# TEXTO DE ORIGEM
------------------------------

16 Janeiro 2017
Reforma trabalhista apresentada por Temer em dezembro altera CLT, dá força de lei aos acordos coletivos concretiza reivindicações históricas do empresariado nacional. Centrais sindicais divergem sobre os impactos para os trabalhadores.
A reportagem é de André Antunes, publicada por EPSJV/Fiocruz, 13-01-2017.
O presidente da Federação das Indústrias do Estado de São Paulo (Fiesp), Paulo Skaf, falou em “modernização das relações do trabalho”. Ives Gandra, presidente do Tribunal Superior do Trabalho (TST), preferiu jogar para a torcida e falou em “golaço” do presidente Michel Temer. O chefe do Executivo, por sua vez, falou em “presente de Natal” para o governo. O alvo de tantos elogios? A proposta de reforma trabalhista do governo, apresentada ao Congresso no apagar das luzes de 2016, durante cerimônia realizada no dia 22 de dezembro em Brasília.
Depois de anunciar a intenção de encaminhar a reforma por meio de uma medida provisória,manobra considerada antidemocrática por centrais sindicais, parlamentares de oposição e juristas, Temer voltou atrás e resolveu apresentar a proposta que introduz mudanças na CLT e em outras leis trabalhistas brasileiras como o projeto de lei 6.787/16, que deverá ser votado pelos parlamentares em regime de urgência. O presidente da Câmara dos Deputados, Rodrigo Maia (PMDB/RJ) já sinalizou, em entrevista ao jornal Estado de S. Paulo no início de janeiro, que a proposta deverá ser aprovada ainda no primeiro semestre, assim como outra prioridade da polêmica agenda do governo para lidar com a crise, a reforma da Previdência.
Entre as principais propostas estão algumas pautas históricas do empresariado nacional representado por entidades como a própria Fiesp e a Confederação Nacional da Indústria (CNI), como a possibilidade de que as convenções coletivas de trabalho prevaleçam sobre o que diz a legislação, o chamado negociado sobre o legislado. A medida é uma das propostas contidas no documento ‘Ponte para o Futuro’, divulgado pelo PMDB no auge da crise política que culminou na deposição da presidente Dilma Rousseff.
A ideia é que os acordos coletivos possam se sobrepor ao que diz a CLT quando tratarem de algumas questões, como por exemplo a jornada de trabalho. Na legislação atual, a jornada não pode ultrapassar oito horas diárias e 44 semanais; a proposta do governo é que o limite de 44 horas semanais seja mantido, mas o limite diário seja ampliado para 12 horas. A distribuição das horas de trabalho ao longo da semana seria pactuada entre trabalhadores e patrões por meio dos acordos coletivos.
Outro ponto da legislação que seria flexibilizado é o do intervalo para o almoço: hoje a CLT permite que os acordos coletivos estabeleçam a duração do intervalo desde que ele não seja menor do que uma hora; caso seja aprovada no Congresso, a reforma trabalhista proposta pelo governo reduziria para 30 minutos o intervalo mínimo.

------------------------------

# DETALHES DA TAREFA
Segundo a reportagem sobre a reforma trabalhista, para quanto tempo seria reduzido o intervalo mínimo para o almoço, por favor? As entradas não têm relação com a reportagem.

# Entradas do conjunto de dados
------------------------------

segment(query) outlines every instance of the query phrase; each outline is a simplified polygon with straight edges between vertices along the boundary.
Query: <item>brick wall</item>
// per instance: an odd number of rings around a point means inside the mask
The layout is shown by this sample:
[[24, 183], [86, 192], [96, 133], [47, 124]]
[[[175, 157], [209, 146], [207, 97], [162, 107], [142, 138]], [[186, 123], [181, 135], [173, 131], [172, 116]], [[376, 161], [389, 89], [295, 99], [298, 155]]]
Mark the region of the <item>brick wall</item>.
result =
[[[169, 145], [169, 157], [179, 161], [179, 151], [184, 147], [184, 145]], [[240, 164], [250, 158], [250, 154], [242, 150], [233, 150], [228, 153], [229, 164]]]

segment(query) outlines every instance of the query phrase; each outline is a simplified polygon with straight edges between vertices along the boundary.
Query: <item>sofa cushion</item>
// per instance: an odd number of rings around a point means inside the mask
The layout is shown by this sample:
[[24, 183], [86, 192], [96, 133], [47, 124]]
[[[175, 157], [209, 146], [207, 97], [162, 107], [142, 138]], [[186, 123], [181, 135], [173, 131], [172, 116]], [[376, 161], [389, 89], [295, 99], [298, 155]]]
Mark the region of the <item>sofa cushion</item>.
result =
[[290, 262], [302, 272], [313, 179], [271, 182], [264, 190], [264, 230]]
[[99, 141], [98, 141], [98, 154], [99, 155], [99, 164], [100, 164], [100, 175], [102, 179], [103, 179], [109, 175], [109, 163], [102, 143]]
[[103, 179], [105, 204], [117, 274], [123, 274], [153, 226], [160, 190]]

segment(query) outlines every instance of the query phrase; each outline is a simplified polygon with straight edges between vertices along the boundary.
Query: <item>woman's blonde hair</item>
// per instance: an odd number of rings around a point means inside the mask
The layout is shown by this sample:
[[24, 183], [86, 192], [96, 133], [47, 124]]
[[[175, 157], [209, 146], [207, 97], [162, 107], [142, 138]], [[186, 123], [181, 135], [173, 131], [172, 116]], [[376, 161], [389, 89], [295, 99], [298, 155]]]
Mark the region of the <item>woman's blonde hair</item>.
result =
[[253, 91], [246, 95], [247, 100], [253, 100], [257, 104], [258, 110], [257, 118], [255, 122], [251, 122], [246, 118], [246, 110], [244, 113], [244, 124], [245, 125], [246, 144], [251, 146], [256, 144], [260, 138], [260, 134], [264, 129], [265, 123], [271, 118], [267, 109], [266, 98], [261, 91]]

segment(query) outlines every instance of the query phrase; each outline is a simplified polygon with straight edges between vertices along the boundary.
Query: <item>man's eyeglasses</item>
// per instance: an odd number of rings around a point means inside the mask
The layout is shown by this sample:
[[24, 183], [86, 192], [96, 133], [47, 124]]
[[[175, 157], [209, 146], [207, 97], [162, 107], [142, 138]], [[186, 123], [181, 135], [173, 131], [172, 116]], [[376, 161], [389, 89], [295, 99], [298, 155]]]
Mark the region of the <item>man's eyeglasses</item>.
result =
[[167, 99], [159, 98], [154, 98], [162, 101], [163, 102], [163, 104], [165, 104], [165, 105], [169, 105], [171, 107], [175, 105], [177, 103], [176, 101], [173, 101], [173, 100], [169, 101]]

------------------------------

# RESPOSTA AO EXERCÍCIO
Para 30 minutos.